▸ **What is expected**
Restate all of the following data exactly, keeping any images out of the copy.

[Referring expression data]
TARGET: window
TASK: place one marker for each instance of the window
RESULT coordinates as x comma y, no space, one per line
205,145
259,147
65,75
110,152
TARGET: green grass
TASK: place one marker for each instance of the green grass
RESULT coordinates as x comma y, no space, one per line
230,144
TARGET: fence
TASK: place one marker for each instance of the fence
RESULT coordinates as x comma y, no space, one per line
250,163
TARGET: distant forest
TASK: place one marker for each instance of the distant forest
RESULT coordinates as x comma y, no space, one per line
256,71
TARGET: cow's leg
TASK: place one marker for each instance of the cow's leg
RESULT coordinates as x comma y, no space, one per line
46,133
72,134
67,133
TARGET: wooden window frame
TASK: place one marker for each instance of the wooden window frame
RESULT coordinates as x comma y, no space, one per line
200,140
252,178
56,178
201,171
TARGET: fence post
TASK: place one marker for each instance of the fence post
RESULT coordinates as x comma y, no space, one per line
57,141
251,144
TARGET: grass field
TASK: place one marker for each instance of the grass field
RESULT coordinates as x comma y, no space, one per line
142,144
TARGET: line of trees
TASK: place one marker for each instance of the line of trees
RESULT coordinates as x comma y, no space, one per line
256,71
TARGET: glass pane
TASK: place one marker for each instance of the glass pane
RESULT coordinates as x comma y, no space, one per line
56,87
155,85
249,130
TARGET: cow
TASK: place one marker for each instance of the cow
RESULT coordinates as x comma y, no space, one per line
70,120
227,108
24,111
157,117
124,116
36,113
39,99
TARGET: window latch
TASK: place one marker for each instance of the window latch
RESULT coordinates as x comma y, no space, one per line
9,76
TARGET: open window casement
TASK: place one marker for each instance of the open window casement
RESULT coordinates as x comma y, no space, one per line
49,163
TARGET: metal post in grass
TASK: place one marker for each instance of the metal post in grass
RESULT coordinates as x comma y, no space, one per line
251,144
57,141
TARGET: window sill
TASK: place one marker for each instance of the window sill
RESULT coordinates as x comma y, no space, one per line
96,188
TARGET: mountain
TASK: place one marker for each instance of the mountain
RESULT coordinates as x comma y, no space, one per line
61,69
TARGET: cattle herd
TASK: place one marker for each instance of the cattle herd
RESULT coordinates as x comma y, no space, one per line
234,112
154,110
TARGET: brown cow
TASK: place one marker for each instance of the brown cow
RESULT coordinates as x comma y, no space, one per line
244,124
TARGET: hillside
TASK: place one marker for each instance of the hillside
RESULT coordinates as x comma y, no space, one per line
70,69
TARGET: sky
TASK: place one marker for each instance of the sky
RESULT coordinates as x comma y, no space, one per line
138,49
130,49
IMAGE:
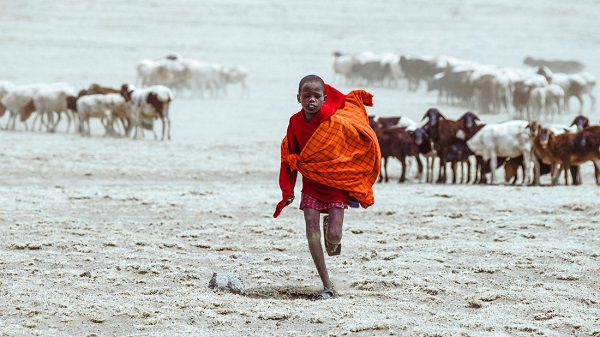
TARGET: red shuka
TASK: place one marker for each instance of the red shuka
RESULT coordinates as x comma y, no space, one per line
300,130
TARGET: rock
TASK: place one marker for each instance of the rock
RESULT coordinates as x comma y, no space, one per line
226,282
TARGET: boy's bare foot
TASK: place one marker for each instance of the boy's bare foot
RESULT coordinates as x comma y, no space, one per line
327,293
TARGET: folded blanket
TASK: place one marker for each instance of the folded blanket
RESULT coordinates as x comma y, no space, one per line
342,153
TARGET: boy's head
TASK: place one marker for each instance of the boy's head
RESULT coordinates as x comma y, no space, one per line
311,94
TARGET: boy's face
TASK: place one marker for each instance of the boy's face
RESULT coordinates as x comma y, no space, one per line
311,97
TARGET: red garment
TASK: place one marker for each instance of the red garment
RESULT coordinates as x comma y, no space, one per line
343,152
300,130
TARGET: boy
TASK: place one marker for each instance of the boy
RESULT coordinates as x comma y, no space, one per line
338,157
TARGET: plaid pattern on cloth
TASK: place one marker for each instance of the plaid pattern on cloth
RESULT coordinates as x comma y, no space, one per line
308,201
343,152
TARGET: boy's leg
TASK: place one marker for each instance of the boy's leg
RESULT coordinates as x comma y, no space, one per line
334,225
313,235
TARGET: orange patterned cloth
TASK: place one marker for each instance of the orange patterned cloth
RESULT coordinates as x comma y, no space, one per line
342,153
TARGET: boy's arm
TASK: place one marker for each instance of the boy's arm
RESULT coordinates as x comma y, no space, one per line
287,176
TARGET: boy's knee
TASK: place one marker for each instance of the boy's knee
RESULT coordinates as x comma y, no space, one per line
312,234
334,235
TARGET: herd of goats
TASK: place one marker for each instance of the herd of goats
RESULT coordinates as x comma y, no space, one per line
523,143
122,111
540,90
534,148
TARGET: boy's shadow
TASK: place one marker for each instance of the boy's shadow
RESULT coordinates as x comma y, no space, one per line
281,293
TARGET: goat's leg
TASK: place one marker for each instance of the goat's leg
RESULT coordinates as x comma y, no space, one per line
169,128
566,169
575,176
468,180
454,166
597,170
420,167
493,165
556,172
442,170
403,174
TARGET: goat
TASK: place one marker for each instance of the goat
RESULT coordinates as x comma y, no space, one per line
573,149
402,144
19,101
539,136
444,132
151,102
458,154
580,122
103,107
53,99
5,88
508,139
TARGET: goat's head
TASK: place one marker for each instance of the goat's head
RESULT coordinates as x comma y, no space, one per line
72,103
126,90
420,136
434,116
580,139
469,119
534,127
374,125
544,135
581,122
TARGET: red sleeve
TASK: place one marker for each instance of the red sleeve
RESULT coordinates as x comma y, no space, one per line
287,176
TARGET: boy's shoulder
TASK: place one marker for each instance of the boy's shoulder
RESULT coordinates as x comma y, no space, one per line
297,117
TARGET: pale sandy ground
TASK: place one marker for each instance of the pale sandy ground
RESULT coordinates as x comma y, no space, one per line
151,221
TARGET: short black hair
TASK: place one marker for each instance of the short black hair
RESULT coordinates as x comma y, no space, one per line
311,78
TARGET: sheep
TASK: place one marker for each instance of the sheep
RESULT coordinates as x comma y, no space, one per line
426,149
122,114
444,132
555,96
97,106
562,66
459,153
151,102
5,88
236,74
573,149
539,136
537,101
53,99
507,139
580,122
401,144
19,101
342,65
574,85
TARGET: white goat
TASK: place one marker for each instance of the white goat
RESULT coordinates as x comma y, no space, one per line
5,88
236,74
507,139
95,106
19,101
52,99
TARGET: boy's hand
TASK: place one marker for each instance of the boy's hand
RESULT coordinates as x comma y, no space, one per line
290,200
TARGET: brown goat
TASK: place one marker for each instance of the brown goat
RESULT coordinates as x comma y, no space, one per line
445,132
575,149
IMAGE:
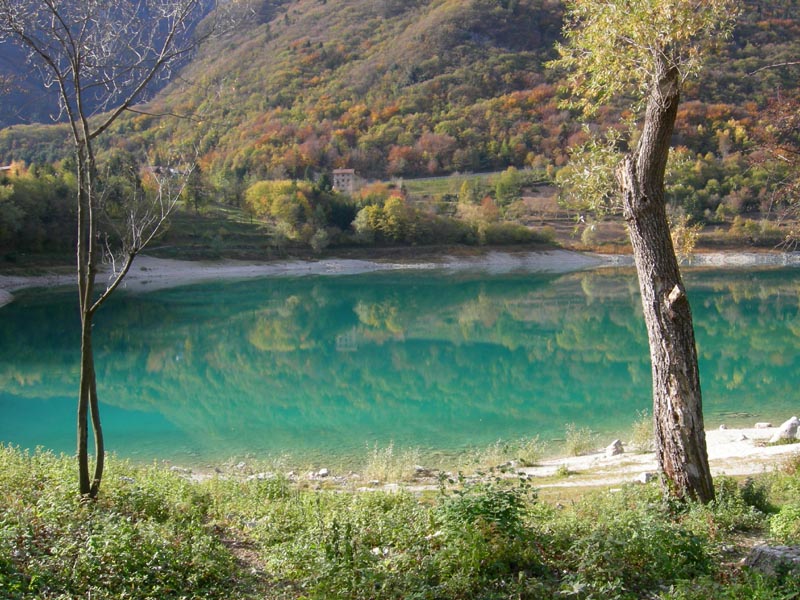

▸ **Response to this exercise**
TARGET: window
TASK: place one marker for each instance of the window
RESULT coordinates as x comma y, no space, one per line
205,145
259,147
65,75
110,152
TARGET: green grass
TASK: place one marker for each instance of the green grass
RESULT coordinates as x comma y, no space, one per line
230,144
TARGET: fence
TASK: place one marker for each instance of the fence
RESULT coordinates as x comma y, no space, one per line
250,163
TARGET: distant forest
TASK: place one marker for each instance of the distant forest
RESULT coordinates as x comma y, no space, one per line
256,71
TARGET: cow's leg
TASK: place one marker for each instance of the cow's leg
RESULT coordinates as x comma y, no space, one per line
46,133
72,134
67,133
TARGET: wooden window frame
TASK: place one marker for each instance of the wooden window frame
RESULT coordinates as x comma y, no space, one per line
200,140
252,178
56,178
201,171
TARGET: fence post
TASK: place one marker for each instance of the fence post
RESULT coordinates as x comma y, no space, one per line
57,141
251,144
TARGET: grass field
TASK: place one marker for each instance of the grass field
RESULT coordinates as x comma y, no space, one per line
142,144
TARGET: line of trees
TASK: place one marker for each instance of the line of trees
RESULT coordinates as x comma y, no space, one per line
256,71
TARGET: glass pane
TASK: place one marker for each instance of the glass pane
RESULT coordinates as x comma y, no space, one per line
56,87
155,85
249,130
TARGET: cow
TASK: place one marker for each instance of the cow
RESULT coordinates as x comma y, no space, one per line
70,120
227,108
24,111
157,117
124,116
36,113
39,99
TARGET: window latch
TASK: place one marker for each instance of the window latch
RESULT coordinates as x comma y, no space, one per line
9,76
TARGET: open window casement
TASK: place one marker for each instance of the open window casement
RESULT coordinates as x comma y, no space, one per line
49,163
TARGET: metal post in grass
TASK: place one marker for each instance of the metal post in grass
RESULT coordinates as x comma y, no space, one per line
251,144
57,141
TARGET: window sill
TASK: place one marker for each instance of the window sill
RESULT coordinates as x comma y, no space, one per line
96,188
TARGET: mountain
TASK: place one marker for each instance of the mountain
RESULT coordinates as x comma y, no space, one per line
61,69
TARGET: cattle herd
TASK: place one marker for each instance of the cattle herd
RESULT coordinates as x comma y, no space, one per line
234,112
154,110
TARGET: brown cow
TASK: place one marker for each instance of the brown cow
RESULT coordinates as x comma y, no space, one per line
244,124
TARGET: hillside
TASK: place one marker for each instance of the hillside
RESULT coordinates as x comma y, no space, one per line
70,69
TARGET: sky
TASK: place one marker for each instance of the sky
RESULT coordinates as x comma y, no space, one per line
138,49
130,49
IMAGE:
TARGET: red shuka
TASK: place one marker for each instance of the red shuka
RESULT coordinates as x comma y, no space, one per line
300,130
TARGET: rock
TASK: place one marker for each instance of the rock
RESULT coordinates as x comma y, no space, one per line
226,282
TARGET: boy's bare foot
TASK: place one marker for each instance of the boy's bare foot
RESULT coordinates as x comma y, no space, one per line
327,293
TARGET: folded blanket
TASK: place one marker for each instance of the folded blanket
RESULT coordinates as x comma y, no space, one per line
342,153
TARGET: boy's head
TASK: place one marker for each instance of the boy's head
RESULT coordinates as x comma y, no space, one per line
311,94
TARGET: boy's face
TASK: place one marker for each instance of the boy's face
RESULT coordinates as x comma y, no space, one per line
311,97
TARGET: red garment
TASK: place one marker for each instance of the red garment
RESULT coordinates as x comma y, no space, one per line
343,152
300,130
TARGET: boy
TASK: place one marker for each instance of the boy
RESULT coordinates as x comma y, no space, one per line
338,157
TARGET: plaid pattern on cloth
TASK: place one marker for each instance of the plaid pattern on cloth
RESULT coordinates as x comma y, no space, one per line
308,201
343,152
TARGET: boy's leg
TASK: place one marker for each instance of the boy's leg
RESULT coordinates as x comma y, no space, one per line
334,225
313,235
TARGET: orange patterned cloth
TASK: place one marker for each instance of the orange patterned cloth
RESULT coordinates as x comma y, no space, one per line
342,153
TARGET: boy's arm
TASK: place one marker for each instance of the boy's arm
RESULT coordinates as x comma y, no space, one per line
287,176
TARGET: boy's knee
TASK: place one marker for each instance of the boy's knee
RESULT coordinates as x comma y, no space, one per line
312,234
334,235
TARGET: herd of goats
TASK: place one marker for each instance of the herd of goats
RESULT coordinates as x comma y, no space, one per line
523,143
122,111
540,90
534,148
TARGET: boy's shadow
TASK: place one marker for each instance of the boy's shadow
RESULT coordinates as x comma y, no space, one per line
281,293
TARGET: goat's leg
TASK: place one marker for each instance of the goat's leg
RESULT coordinates as x comma y, no space, one per line
169,128
566,169
575,176
468,180
454,166
597,170
420,167
493,165
556,172
442,170
403,174
TARGET: goat
TASK: place one marker for each instance of the goat
RESULT coordinates as x comma y, no space, one per line
573,149
402,144
19,101
539,136
444,132
151,102
458,154
580,122
103,107
53,99
5,88
508,139
TARGET: goat's head
TASK: place one marker for each instance of the goat's head
RESULT coordinates as x comma y, no space, one per line
72,103
126,90
420,136
434,116
580,139
469,119
534,127
374,125
544,135
581,122
TARGET: red sleeve
TASK: place one marker for each instance of the red sleeve
RESULT coordinates as x comma y, no space, one per line
287,176
TARGET: boy's shoulder
TASK: place one marker for each instance of the boy's shoulder
RESULT coordinates as x comma y, no space, one per line
297,117
TARGET: pale sandy ground
TASK: place one marker for each instance of the pale sandy ground
RESULT coordinates as x comma y, no space, one per line
151,221
TARGET: short black hair
TASK: place one marker for each instance of the short black hair
RESULT coordinates as x comma y, no space, one per line
311,78
TARGET: sheep
TASK: place one marker for each instance of the sheep
RESULT coordinates as x comma y, no space, one per line
426,149
122,114
444,132
555,96
97,106
562,66
459,153
151,102
5,88
236,74
573,149
539,136
537,101
53,99
507,139
580,122
401,144
19,101
342,65
574,85
TARGET: white goat
TASK: place one marker for each instance of the white goat
RESULT coordinates as x comma y, no space, one per line
5,88
236,74
507,139
95,106
19,101
52,99
TARGET: boy's hand
TASK: place one marker for each instance of the boy's hand
RESULT coordinates as x comma y, no space, one per line
290,200
TARGET: brown goat
TASK: place one marker for each instance of the brown goat
RESULT coordinates as x comma y, no space, one per line
445,132
575,149
IMAGE:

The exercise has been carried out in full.